▸ Requirements:
A: In the account of the candy wrappers, how many Halloween treats a day does the parent allow?
B: List every person named in the account of the candy wrappers.
C: Copy the candy wrapper account word for word, from "I went quickly, followed" up to and including "lock bag. Evidence.".

▸ Document:
>>>>

When my daughter called from the bathroom last night, I was fully prepared to finish what I was doing before going to see what she wanted, as I was making dinner, but then she called out to say that a pile of candy wrappers were lying on the bathroom floor. Considering I strictly control all Halloween candy to the tune of two treats a day, I wasn’t happy.
I went quickly, followed by the rest of the gang who of course were all interested in what was happening because they knew that something was about to go down. It didn’t matter that Paulina was sitting on the toilet exclaiming that we all needed to leave, we ignored her and stood crowded together in the small main floor powder room, to stare at the spectacle before us. Distributed slightly behind the pedestal of the sink, was a plethora of empty candy wrappers, and to the other side, a zip lock bag. Evidence.

Next step, trapping the guilty party.
As any parent can attest, we all know what our children are capable of. And I knew out of my five, who was most likely to be the guilty one. Paulina would be at the top of my list but since she called in the crime, I knew it wasn’t her. That meant it was either Jack, or Gregory. Since Gregory was not particularly interested and Jack had been first on the scene, exclaiming falsely ‘ha, that’s weird,’ I knew it was him. If it wasn’t him, he would have said so immediately and strongly and repeatedly. Deny, deny, deny, that’s how you survive in this house.
I looked at him. He looked at me. I looked at the pile of at least 20 candy wrappers and I looked back at him. He denied that he did it. For a moment, I almost believed him. Then, I smiled slightly, as if I found it amusing. He smiled too and his eyes were twinkling. ‘You did this, right?’ I asked.
‘No, no, not me, I didddddnn’tttttttt’ he said.
‘If you confess, I won’t punish you,’ I said, no longer smiling. Jeremy backed slowly out of the room and Paulina stopped complaining that we should leave. Jack knew the gig was up and he nodded, crying suddenly. I sent him to his room and told him to get ready for bed, and that there would be no story tonight. He went like a prisoner off to death row, head low, hiccoughing, even though I hadn’t even raised my voice.
I was upset with him, not just because he had eaten all that candy, but because for days now he has been leaving the table at mealtimes, which is not allowed, to go to the washroom. He has constipation issues so for him, we allow it. He would come back to the table and then say his tummy hurt and that he couldn’t eat his food. He even did this at breakfast yesterday. I had just made him a doctor appointment for the next day. Now his stomach upset makes perfect sense.

<<<<

▸ Dataset excerpts:
>>>>

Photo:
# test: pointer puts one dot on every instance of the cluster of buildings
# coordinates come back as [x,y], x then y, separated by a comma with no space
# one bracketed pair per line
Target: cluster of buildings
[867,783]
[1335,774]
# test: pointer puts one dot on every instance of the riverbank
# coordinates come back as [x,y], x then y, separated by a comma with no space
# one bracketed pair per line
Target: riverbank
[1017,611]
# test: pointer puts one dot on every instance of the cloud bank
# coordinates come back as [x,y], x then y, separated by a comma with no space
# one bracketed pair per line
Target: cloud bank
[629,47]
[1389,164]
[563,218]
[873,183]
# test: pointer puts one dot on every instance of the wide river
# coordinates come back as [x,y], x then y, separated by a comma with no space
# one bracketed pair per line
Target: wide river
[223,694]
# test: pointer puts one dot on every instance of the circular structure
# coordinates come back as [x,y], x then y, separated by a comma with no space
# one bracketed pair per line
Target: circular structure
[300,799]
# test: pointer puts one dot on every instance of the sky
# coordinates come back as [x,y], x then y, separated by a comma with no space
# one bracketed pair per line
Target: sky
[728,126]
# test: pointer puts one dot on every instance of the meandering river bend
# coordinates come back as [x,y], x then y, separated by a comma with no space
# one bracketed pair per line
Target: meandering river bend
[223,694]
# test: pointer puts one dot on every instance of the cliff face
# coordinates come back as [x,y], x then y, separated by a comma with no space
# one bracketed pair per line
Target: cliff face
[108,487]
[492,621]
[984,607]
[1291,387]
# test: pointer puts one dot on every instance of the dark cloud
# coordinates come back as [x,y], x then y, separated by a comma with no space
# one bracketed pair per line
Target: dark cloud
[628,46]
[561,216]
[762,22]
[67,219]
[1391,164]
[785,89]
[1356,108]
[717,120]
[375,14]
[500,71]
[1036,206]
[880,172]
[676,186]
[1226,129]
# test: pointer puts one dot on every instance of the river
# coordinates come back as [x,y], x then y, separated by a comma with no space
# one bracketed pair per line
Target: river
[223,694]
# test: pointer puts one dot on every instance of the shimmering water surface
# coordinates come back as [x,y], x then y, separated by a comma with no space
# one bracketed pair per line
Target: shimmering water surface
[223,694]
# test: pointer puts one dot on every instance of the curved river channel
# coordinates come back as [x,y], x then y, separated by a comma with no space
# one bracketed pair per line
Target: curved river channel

<<<<

▸ Responses for each task:
A: Two treats a day.

B: Paulina, Jack, Gregory, Jeremy

C:
I went quickly, followed by the rest of the gang who of course were all interested in what was happening because they knew that something was about to go down. It didn’t matter that Paulina was sitting on the toilet exclaiming that we all needed to leave, we ignored her and stood crowded together in the small main floor powder room, to stare at the spectacle before us. Distributed slightly behind the pedestal of the sink, was a plethora of empty candy wrappers, and to the other side, a zip lock bag. Evidence.